---------- GIVEN PASSAGE

Cc'ing valeski & andreas.
Comment 27•26 years ago
|
||
My two cents on this:
Yes, URL parsing is pretty much screwed up regarding escaping and multibyte
chars.
- There was a task to convert the URL accessors to PRUnichar. See bug 13453. It
is now marked invalid.
- nsStdURL does no escaping currently.
Why not store the URL as we get it (escaped or not) from whoever is calling
nsStdURL-functions? Who cares? Just note it on the URL, because one should never
escape an already escaped string or unescape an already unescaped string. And it
is a problem to definitly find out if a URL is already escaped or not. I think
we need to have a member variable for that.
The constructors or SetSpec or SetPath (or the others) should have an additional
parameter which tells if the given string is already escaped or not which is
then stored in the member-variable.
The get-accessors (like GetPath or GetSpec) should have an additional parameter
which gives the information if we want the spec/path escaped or unescaped and
let that be done by the accessors on the fly looking at the
escape-member-variable and doing the appropiate thing (copy and convert or just
copy).
The webshell would want to see the unescaped version to present the user his
native view of the URLs, internally (like sending the request to the server) we
would use the escaped version of the URL. I don't think it's true that we always
want to see the unescaped version.
Updated•26 years ago
|
Assignee: ftang → bobj
Comment 28•26 years ago
|
||
1. Let not mixed URL for different protocol in the same bug
2. "ftp protocol data to ftp URL conversion" and "ftp URL to ftp protocol data generateion" is done in the client side, not in
the server side. So, the clien code should do the right thing w/ it. The code should always URL escape the ftp data before
concatnate into ftp URL and unescape it from URL into ftp protocol data.
3. HTTP url generation is done in the server side. Therefore, the client code have no control for bad URL generation (which
mena the URL contains byte > 0x80). If http server do send some URL to client which contains bytes > 0x80 the cleint code
should URL escape it. But when the client access that URL, it whould not unescape it.
Reassign to bobj to find the right owner.
Comment 29•26 years ago
|
||
Bulk move of all Necko (to be deleted component) bugs to new Networking
component.
Comment 30•26 years ago
|
||
Reassigned to erik for M14
Updated•26 years ago
|
Status: NEW → ASSIGNED
Updated•26 years ago
|
Status: ASSIGNED → RESOLVED
Closed: 26 years ago → 26 years ago
Resolution: --- → FIXED
Comment 31•26 years ago
|
||
Fixed by Andreas' changes that I just checked in.
Updated•26 years ago
|
Status: RESOLVED → REOPENED
Comment 32•26 years ago
|
||
reopened because of backout
Reporter | ||
Updated•26 years ago
|
Resolution: FIXED → ---
Updated•26 years ago
|
Status: REOPENED → ASSIGNED
Comment 34•25 years ago
|
||
Putting on PDT+ radar for beta1.

--------------------
---------- RECORDS TO PROCESS

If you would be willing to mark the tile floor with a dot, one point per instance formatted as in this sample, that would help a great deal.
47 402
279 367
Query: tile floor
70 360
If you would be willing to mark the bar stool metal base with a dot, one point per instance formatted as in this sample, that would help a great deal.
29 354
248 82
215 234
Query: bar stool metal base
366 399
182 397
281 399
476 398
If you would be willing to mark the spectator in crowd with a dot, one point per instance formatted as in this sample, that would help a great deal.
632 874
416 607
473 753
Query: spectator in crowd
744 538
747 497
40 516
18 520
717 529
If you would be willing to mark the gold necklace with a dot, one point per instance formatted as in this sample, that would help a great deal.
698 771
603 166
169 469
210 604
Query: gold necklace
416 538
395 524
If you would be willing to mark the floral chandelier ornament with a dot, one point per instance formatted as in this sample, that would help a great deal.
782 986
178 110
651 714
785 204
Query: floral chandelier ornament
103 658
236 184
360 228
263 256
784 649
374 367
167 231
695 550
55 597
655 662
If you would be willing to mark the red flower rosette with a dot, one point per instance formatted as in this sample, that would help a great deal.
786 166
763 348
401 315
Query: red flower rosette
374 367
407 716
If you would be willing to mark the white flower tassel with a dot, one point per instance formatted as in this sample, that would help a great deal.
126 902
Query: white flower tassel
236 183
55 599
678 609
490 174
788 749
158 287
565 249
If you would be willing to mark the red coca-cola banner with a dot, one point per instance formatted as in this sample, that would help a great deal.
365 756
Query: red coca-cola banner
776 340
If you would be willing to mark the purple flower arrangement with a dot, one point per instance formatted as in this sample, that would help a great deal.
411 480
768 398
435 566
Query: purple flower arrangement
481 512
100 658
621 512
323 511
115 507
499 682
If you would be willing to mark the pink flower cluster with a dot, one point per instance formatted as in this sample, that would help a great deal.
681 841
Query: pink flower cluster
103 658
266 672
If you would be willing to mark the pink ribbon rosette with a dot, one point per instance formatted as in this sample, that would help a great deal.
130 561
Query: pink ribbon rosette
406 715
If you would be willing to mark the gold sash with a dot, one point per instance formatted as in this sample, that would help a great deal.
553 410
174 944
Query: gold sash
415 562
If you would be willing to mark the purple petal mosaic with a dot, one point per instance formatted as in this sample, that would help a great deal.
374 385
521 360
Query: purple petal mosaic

--------------------

COMPLETE THE FOLLOWING:
**a.** Copy the rows from the line containing "If you would be willing to mark the purple petal" down to the end of the rows, swapping "purple petal mosaic" for "violet petal mosaic" and leaving everything else the same.
**b.** Extend the bug thread on URL escaping, starting after its final comment.

RESPONSES BY TASK:
**a.**
If you would be willing to mark the violet petal mosaic with a dot, one point per instance formatted as in this sample, that would help a great deal.
374 385
521 360
Query: violet petal mosaic

**b.**
Whiteboard: waiting for reporter to verify → [PDT+]waiting for reporter to verify
Comment 35•25 years ago
|
||
the changes Warren spoke of are in again, can someone with access to this server
take a look if this is fixed?
Reporter | ||
Comment 36•25 years ago
|
||
I tested this in 2000020808 Win32 build.
The result was same as before.
When I went to http://kaze/url/ and changed Charset to euc-jp,the 3rd
directory name in Japanese is displayed correctly.
Then, when I click on the link in Japanese directory name,
the location bar displayed http://kaze/url/.../ and "Not Found" showed up.
Comment 37•25 years ago
|
||
The Japanese directory under the http test does not work in Nav4 and MSIE, so
it's OK if it doesn't work in Mozilla.
The Japanese directory under the ftp test works in Nav4, MSIE and Mozilla, but
it is displayed wrong in Mozilla and MSIE, while it is displayed OK in Nav4.
So, the only thing in this bug report that needs to be fixed is the display
of FTP directory and file names.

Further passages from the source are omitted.